## start EXTRACTED TEXT

Amazon Voice Focus offers multiple complexity levels, allowing you to trade some quality to support a wider range of devices. The Amazon Chime SDK will by default automatically choose the right complexity level at runtime based on device performance.

Amazon Voice Focus is integrated into the browser demo application. To try it out, launch the demo with npm run start, choose “Web Audio” on the first screen, then either check the “Voice Focus” box in the lobby view, or click “Voice Focus” in the device picker after joining the meeting.

What is Echo Reduction?

Echo reduction helps keep echoes and sounds from a user’s loudspeaker that get picked up by their microphone—from circulating back into meeting audio and bringing discussions to a standstill. The echo reduction feature is available in conjunction with the noise reduction provided by Amazon Voice Focus.

Echo reduction is enabled at the meeting level when you call the CreateMeeting or CreateMeetingWithAttendees APIs. Enabling the feature this way allows others who join the meeting to enable echo reduction as desired.

The feature is integrated into the browser demo application. To try it out, launch the demo with npm run start, choose “Web Audio” and “Use Echo Reduction (new meetings only)” on the first screen, then either check the “Voice Focus” box in the lobby view, or click “Voice Focus” in the device picker after joining the meeting.

## end EXTRACTED TEXT
## start DATA EXCERPT

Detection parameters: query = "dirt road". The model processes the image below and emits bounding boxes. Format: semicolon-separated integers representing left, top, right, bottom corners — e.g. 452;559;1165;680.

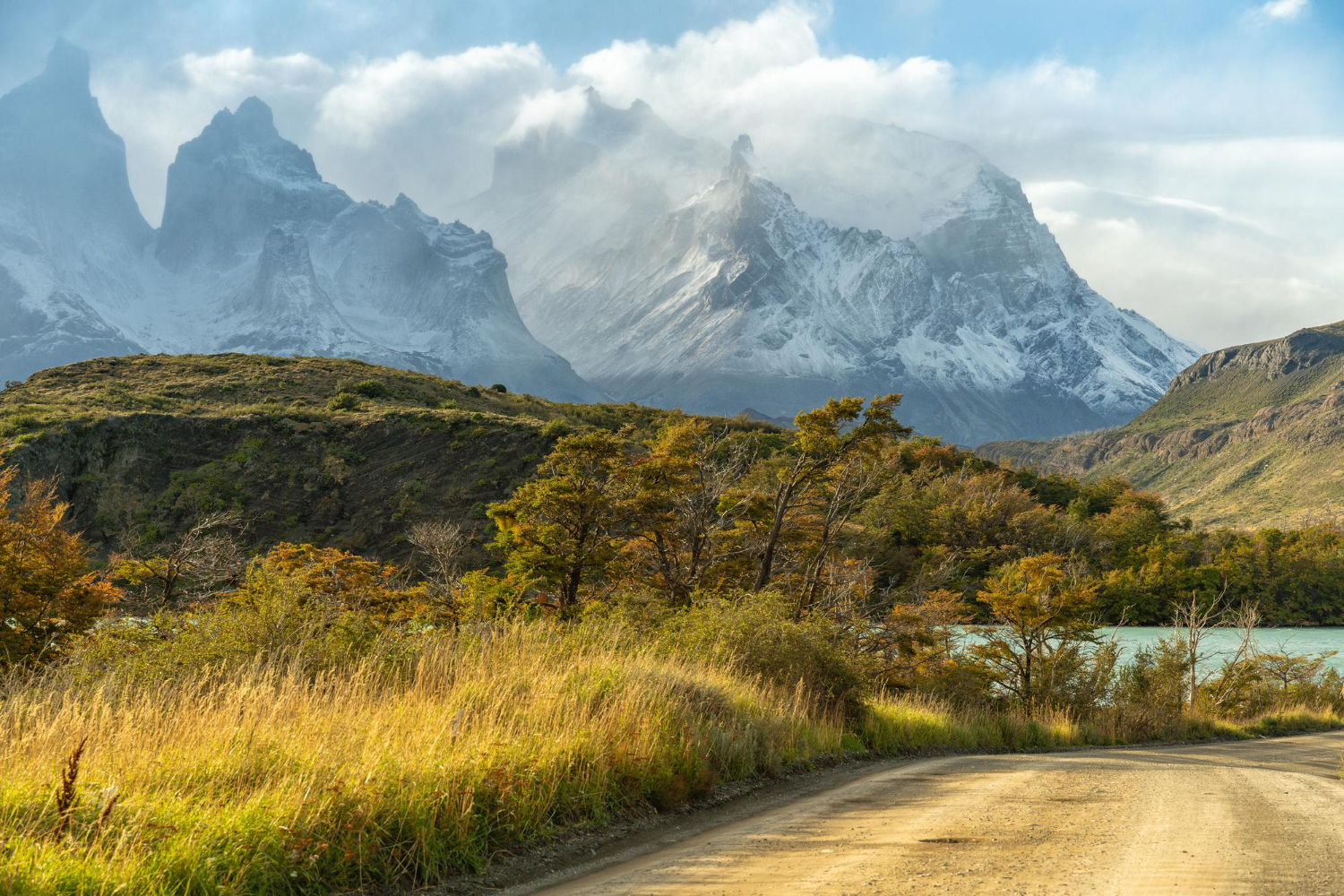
543;734;1344;896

## end DATA EXCERPT

*TASK INSTRUCTIONS*
1 – Using the Amazon Voice Focus excerpt, answer these:
(a) What command launches the browser demo?
(b) Which APIs enable echo reduction at the meeting level?
(c) By default, what chooses the complexity level, and on what basis?
2 – Reproduce the Amazon Voice Focus excerpt from "Amazon Voice Focus offers" to "is Echo Reduction?", inclusive.
3 – List every distinct interface label that the Amazon Voice Focus excerpt puts in quotation marks.

*CORRECT ANSWERS*
1 –
(a) npm run start
(b) CreateMeeting or CreateMeetingWithAttendees
(c) The Amazon Chime SDK chooses it automatically at runtime, based on device performance.

2 –
Amazon Voice Focus offers multiple complexity levels, allowing you to trade some quality to support a wider range of devices. The Amazon Chime SDK will by default automatically choose the right complexity level at runtime based on device performance.

Amazon Voice Focus is integrated into the browser demo application. To try it out, launch the demo with npm run start, choose “Web Audio” on the first screen, then either check the “Voice Focus” box in the lobby view, or click “Voice Focus” in the device picker after joining the meeting.

What is Echo Reduction?

3 –
Web Audio
Voice Focus
Use Echo Reduction (new meetings only)